GIVEN REQUEST => Reproduce the items below word for word, starting from the very first line and ending after the line that contains "[(15, 187), (385, 185)]".

Data entries:
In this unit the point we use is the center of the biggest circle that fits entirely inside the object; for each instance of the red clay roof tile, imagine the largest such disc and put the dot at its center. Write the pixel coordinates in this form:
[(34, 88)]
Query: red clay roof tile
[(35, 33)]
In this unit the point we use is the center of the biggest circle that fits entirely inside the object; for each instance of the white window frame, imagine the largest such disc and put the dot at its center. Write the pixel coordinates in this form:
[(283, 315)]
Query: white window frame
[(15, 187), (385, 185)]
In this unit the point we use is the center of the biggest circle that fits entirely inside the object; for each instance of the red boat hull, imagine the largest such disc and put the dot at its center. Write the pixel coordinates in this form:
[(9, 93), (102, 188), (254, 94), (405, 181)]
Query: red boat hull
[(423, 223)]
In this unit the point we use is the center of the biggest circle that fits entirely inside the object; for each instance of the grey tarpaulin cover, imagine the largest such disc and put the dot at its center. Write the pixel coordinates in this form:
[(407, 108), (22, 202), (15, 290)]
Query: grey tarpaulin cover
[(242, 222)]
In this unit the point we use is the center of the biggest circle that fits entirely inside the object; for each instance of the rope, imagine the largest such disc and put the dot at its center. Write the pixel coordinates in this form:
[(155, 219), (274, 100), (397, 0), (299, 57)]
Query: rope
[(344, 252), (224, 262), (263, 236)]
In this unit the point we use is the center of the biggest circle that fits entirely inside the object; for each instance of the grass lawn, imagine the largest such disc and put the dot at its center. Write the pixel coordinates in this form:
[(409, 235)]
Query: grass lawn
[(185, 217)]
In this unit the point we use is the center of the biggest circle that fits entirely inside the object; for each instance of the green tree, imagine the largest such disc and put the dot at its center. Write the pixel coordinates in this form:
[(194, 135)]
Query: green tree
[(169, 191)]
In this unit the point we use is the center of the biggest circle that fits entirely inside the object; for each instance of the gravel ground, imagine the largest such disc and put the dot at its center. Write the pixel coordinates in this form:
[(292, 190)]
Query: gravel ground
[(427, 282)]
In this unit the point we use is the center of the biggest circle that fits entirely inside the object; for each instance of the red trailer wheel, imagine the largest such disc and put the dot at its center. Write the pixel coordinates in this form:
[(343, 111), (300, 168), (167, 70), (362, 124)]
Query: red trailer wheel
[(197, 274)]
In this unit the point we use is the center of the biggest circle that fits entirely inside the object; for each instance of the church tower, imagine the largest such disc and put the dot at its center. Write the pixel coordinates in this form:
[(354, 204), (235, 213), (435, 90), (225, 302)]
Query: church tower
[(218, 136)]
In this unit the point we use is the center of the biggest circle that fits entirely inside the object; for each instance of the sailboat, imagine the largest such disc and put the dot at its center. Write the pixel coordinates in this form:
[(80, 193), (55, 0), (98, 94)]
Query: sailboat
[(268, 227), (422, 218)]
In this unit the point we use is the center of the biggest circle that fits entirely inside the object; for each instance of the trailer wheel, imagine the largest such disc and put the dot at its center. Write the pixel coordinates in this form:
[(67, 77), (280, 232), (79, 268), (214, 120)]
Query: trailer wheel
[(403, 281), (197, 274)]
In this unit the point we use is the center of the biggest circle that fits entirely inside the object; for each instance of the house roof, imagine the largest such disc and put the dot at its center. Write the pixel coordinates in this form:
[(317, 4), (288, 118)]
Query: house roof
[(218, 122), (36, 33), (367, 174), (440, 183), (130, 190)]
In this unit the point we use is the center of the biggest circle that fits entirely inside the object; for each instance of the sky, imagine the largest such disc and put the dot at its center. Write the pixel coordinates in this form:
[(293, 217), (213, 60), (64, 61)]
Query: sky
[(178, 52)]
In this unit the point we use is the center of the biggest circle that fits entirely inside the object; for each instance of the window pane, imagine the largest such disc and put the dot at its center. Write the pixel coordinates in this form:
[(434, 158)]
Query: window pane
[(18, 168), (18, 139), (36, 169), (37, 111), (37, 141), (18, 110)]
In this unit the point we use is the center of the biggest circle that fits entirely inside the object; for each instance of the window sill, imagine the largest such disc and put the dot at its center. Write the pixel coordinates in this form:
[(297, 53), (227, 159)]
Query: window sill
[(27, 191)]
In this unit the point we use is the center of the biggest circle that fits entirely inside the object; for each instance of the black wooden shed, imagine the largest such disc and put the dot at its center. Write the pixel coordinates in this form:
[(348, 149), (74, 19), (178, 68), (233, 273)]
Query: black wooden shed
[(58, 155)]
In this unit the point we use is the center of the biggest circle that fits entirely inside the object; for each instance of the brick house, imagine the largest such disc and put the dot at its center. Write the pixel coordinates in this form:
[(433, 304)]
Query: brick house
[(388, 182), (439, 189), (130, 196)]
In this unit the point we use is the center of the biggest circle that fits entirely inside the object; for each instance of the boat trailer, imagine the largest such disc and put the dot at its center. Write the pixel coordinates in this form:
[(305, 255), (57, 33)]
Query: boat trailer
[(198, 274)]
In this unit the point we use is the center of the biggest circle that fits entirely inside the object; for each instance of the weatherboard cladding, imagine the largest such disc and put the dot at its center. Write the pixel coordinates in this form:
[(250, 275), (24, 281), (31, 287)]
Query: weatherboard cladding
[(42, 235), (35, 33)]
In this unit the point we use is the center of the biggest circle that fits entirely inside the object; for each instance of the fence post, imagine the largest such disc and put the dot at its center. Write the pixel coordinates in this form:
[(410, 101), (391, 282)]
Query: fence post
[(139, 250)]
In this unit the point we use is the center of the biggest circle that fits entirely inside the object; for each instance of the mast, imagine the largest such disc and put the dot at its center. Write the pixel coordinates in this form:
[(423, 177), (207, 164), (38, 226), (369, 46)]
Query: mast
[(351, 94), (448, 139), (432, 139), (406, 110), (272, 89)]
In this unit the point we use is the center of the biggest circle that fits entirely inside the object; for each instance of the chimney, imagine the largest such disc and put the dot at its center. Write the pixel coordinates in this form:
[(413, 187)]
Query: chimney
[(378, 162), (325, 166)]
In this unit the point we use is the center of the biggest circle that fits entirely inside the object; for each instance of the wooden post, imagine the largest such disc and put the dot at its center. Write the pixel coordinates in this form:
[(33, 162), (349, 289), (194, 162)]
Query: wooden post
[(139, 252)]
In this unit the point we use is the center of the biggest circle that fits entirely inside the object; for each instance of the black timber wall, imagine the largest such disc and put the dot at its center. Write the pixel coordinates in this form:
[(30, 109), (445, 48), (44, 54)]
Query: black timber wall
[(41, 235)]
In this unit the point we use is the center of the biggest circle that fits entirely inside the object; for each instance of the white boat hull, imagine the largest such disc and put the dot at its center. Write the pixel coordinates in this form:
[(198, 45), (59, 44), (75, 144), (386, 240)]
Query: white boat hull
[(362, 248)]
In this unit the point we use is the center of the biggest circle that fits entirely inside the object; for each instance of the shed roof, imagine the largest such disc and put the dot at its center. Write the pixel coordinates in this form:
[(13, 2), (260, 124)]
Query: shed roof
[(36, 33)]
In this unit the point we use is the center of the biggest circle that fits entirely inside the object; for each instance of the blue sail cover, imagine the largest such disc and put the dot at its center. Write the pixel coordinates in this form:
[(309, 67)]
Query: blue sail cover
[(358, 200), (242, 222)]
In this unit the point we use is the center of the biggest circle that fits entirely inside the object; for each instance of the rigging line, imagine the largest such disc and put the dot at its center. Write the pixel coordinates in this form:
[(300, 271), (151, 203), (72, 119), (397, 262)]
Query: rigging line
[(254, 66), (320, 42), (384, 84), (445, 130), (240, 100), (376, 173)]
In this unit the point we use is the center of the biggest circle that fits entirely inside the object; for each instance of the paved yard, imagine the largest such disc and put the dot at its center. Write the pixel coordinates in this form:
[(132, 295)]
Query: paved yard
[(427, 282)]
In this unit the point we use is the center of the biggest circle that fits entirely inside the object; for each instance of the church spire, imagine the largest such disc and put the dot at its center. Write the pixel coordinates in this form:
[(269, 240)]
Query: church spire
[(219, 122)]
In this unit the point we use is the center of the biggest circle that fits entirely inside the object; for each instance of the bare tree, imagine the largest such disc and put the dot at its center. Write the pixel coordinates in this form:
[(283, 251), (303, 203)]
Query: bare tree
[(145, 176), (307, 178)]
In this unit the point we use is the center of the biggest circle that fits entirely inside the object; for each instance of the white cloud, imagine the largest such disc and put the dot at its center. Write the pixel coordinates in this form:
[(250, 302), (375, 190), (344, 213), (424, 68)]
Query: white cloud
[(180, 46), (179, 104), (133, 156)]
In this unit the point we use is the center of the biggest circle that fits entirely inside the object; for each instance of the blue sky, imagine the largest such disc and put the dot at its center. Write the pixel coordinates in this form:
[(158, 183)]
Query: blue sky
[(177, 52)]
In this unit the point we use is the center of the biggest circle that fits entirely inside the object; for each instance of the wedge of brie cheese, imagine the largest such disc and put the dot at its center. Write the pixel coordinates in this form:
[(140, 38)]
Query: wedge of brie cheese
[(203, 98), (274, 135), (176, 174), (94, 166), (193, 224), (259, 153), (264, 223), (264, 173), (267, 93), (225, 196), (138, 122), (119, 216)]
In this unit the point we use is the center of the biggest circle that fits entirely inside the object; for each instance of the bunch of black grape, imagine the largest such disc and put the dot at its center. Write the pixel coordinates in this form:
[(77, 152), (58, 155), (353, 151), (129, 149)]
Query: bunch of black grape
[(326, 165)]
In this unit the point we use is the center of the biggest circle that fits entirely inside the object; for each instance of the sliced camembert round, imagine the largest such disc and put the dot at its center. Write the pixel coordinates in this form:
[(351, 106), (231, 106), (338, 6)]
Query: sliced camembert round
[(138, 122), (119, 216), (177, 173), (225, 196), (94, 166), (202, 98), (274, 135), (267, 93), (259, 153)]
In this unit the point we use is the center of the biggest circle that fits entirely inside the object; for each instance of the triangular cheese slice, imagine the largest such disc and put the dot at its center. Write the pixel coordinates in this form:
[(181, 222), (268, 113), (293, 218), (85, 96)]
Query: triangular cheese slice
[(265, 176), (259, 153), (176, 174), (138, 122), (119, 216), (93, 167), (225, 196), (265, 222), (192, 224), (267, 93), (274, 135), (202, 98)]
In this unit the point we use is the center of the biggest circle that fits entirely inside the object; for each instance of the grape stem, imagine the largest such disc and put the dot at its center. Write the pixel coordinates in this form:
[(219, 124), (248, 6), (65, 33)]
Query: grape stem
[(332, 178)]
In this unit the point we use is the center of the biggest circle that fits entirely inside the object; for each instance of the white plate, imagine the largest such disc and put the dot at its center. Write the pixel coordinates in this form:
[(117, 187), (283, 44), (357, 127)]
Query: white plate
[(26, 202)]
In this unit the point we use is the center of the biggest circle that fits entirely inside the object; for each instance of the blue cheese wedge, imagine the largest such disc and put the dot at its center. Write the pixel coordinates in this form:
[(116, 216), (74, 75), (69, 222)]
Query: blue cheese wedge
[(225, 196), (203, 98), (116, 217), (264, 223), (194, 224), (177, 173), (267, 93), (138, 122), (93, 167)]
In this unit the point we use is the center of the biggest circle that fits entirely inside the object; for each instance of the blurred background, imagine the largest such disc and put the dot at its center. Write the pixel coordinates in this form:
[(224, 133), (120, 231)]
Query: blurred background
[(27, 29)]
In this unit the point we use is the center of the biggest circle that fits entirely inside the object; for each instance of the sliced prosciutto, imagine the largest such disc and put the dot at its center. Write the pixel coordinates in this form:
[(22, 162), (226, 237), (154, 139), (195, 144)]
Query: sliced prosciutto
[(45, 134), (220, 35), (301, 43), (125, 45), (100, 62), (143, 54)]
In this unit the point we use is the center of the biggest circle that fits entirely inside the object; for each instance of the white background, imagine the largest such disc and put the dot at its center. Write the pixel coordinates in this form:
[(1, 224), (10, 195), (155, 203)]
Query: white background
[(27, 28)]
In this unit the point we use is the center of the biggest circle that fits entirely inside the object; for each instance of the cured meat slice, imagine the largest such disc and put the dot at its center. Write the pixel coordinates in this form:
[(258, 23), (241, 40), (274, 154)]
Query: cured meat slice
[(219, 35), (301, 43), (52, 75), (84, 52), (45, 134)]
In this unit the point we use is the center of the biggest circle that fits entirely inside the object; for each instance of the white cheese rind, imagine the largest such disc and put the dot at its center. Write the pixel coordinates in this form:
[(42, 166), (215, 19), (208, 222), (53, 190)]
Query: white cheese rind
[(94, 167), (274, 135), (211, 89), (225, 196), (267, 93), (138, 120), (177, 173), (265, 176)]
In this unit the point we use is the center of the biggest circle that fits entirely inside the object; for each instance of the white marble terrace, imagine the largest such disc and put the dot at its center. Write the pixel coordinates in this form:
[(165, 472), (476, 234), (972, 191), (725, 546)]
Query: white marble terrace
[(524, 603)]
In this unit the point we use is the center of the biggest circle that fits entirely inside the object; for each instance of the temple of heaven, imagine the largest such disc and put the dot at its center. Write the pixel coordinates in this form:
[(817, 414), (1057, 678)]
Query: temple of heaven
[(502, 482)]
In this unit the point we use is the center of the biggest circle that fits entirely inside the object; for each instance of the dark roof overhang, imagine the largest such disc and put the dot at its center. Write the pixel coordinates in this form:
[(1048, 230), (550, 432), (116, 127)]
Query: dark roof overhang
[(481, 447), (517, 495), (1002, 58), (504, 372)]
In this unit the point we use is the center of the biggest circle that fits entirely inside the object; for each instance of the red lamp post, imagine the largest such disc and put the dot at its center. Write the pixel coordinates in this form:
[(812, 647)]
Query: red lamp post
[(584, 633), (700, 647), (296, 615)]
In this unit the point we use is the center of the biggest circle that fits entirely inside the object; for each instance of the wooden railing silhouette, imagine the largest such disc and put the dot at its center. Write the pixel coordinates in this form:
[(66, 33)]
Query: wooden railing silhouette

WRITTEN ANSWER =>
In this unit the point we use is the center of the biggest circle that fits entirely inside the object; for each instance of the red clay roof tile, imagine the largest such disc and put the dot at its center. Write the pixel coordinates in this form:
[(34, 88)]
Query: red clay roof tile
[(35, 33)]
In this unit the point we use is the center of the biggest circle that fits entirely inside the object; for each instance of the white window frame, imagine the largest such disc and put the dot at its center. Write the pixel coordinates in this form:
[(283, 315)]
Query: white window frame
[(15, 187), (385, 185)]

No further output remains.